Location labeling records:
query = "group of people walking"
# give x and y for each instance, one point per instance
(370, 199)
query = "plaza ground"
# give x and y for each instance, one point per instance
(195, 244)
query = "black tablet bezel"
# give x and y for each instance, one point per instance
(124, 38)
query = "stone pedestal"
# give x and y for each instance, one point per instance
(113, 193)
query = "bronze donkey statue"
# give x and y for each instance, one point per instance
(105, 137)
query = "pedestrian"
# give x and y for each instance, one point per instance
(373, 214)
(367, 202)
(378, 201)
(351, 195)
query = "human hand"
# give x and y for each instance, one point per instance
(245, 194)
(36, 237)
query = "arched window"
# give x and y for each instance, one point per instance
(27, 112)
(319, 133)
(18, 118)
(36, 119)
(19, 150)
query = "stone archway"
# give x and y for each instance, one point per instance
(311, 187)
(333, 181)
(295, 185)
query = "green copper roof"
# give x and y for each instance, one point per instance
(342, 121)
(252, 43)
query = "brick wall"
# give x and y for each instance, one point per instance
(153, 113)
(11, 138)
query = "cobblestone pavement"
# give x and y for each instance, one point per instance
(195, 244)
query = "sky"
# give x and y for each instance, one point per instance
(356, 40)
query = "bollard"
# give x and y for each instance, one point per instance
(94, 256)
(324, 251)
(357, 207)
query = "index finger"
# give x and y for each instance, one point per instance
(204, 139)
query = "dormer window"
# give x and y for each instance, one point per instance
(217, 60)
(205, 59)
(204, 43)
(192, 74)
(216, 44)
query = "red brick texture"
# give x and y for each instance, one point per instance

---

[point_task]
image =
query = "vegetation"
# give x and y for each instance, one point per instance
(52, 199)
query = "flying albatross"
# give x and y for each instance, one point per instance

Objective:
Copy out every line of the material above that contains the word "window", treating uppercase and lowercase as different.

Completed exercise:
query = "arched window"
query = "dormer window"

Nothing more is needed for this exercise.